WORK INSTRUCTIONS
Your answer should hold exactly the lines from the one with "[point] player's knee" through the last line of the material below, nothing before and nothing extra.

[[ INPUT RECORDS, beginning ]]

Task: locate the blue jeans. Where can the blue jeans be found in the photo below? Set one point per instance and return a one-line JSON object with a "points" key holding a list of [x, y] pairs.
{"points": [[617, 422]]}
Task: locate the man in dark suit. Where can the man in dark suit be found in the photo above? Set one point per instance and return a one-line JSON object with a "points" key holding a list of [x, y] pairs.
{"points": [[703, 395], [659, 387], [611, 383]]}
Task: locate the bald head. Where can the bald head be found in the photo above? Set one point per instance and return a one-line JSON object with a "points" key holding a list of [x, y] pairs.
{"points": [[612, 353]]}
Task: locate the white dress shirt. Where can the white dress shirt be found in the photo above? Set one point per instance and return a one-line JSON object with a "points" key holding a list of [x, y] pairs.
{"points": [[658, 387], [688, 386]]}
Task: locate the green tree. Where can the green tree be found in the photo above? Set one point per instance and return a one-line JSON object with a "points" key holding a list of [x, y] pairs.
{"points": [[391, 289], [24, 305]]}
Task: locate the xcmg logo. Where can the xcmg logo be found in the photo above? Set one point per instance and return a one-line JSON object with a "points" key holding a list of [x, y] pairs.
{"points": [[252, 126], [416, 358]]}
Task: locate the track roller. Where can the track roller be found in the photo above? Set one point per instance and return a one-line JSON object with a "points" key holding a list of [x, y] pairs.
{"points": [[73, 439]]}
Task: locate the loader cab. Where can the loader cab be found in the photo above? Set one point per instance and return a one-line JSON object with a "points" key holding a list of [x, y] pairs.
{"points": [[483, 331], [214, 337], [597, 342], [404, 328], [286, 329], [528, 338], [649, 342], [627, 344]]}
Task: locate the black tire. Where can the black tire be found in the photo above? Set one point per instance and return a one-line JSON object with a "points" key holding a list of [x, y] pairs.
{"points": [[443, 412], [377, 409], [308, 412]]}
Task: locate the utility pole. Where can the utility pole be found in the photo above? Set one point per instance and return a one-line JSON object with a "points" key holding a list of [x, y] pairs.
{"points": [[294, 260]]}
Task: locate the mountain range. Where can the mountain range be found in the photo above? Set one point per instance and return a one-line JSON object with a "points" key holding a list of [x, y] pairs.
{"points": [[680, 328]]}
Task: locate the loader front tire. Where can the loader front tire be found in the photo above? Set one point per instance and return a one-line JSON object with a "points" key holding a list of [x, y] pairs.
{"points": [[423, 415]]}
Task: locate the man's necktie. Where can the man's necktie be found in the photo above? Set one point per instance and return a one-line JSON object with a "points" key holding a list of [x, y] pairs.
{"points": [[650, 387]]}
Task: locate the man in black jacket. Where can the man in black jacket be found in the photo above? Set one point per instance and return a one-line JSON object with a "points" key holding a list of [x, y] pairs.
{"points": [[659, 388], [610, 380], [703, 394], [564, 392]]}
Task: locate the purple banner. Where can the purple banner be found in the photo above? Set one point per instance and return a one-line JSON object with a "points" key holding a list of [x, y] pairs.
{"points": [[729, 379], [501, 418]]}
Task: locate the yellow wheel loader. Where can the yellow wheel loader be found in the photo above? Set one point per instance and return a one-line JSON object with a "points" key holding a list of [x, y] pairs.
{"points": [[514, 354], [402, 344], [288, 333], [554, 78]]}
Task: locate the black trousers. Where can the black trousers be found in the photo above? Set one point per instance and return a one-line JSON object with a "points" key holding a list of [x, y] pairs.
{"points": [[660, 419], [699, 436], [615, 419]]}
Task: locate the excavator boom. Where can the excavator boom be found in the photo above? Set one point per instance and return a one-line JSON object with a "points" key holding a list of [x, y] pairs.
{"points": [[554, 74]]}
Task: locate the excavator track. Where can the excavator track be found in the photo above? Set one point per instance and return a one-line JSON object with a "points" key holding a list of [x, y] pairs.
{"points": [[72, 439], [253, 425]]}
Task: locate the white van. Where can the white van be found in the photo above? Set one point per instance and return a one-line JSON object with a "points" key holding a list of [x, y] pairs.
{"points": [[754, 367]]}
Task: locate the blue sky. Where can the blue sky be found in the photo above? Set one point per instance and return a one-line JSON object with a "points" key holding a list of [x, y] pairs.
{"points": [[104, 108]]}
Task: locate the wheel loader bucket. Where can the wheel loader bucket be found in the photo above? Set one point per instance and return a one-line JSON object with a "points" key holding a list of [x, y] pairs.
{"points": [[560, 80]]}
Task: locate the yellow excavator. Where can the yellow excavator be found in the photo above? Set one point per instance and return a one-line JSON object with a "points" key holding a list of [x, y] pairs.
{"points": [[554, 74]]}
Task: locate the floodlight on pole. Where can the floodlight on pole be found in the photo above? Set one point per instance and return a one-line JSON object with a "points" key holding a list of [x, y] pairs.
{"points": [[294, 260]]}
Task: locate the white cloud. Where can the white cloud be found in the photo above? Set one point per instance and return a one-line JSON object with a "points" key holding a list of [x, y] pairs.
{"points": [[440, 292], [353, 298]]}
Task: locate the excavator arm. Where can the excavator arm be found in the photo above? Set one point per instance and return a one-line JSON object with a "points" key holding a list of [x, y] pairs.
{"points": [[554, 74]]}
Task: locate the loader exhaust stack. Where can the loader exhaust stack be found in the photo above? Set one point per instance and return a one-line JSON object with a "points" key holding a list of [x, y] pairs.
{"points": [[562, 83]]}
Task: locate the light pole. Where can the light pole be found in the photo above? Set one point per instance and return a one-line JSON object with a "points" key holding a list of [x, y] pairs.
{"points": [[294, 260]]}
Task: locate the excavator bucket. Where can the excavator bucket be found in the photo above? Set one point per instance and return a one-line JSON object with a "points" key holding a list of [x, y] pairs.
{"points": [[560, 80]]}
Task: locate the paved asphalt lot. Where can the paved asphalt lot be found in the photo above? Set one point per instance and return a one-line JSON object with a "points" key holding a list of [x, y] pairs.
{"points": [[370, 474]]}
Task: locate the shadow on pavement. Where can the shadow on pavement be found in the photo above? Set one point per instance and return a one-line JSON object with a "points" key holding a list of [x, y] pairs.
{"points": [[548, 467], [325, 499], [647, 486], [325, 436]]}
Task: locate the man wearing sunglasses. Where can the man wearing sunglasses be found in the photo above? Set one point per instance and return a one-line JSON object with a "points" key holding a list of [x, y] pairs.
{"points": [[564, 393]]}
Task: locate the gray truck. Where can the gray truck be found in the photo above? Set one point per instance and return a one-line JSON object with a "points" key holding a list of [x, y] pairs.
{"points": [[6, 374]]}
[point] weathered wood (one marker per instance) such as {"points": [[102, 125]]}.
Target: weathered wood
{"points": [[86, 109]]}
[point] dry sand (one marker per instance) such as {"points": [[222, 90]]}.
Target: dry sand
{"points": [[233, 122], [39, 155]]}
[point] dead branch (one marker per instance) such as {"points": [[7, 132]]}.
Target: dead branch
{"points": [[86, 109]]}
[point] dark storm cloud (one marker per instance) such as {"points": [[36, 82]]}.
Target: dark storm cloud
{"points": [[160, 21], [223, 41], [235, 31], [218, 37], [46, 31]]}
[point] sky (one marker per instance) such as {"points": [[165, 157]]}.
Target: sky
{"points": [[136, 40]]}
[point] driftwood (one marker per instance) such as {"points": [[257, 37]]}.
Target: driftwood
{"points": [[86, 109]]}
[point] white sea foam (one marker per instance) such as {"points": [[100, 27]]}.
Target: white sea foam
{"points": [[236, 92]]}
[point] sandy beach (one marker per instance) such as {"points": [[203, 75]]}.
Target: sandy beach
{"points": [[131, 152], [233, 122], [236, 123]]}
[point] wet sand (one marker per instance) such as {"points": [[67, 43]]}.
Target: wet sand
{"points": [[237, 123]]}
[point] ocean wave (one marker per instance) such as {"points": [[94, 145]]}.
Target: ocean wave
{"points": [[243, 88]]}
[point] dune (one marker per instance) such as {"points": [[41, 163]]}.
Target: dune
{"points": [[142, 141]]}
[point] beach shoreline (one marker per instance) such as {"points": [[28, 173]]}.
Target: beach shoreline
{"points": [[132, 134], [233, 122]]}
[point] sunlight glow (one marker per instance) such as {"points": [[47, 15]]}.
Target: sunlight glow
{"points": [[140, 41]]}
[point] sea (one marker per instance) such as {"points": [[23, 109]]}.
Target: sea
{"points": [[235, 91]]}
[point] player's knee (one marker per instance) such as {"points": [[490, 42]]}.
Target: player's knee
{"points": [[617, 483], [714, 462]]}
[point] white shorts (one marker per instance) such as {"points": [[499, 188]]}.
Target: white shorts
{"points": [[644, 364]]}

[[ INPUT RECORDS, end ]]

EXERCISE OUTPUT
[point] player's knee (one marker per instance) such as {"points": [[490, 42]]}.
Target: player's knee
{"points": [[617, 483], [714, 462]]}
[point] white shorts (one marker per instance) such as {"points": [[499, 188]]}.
Target: white shorts
{"points": [[644, 364]]}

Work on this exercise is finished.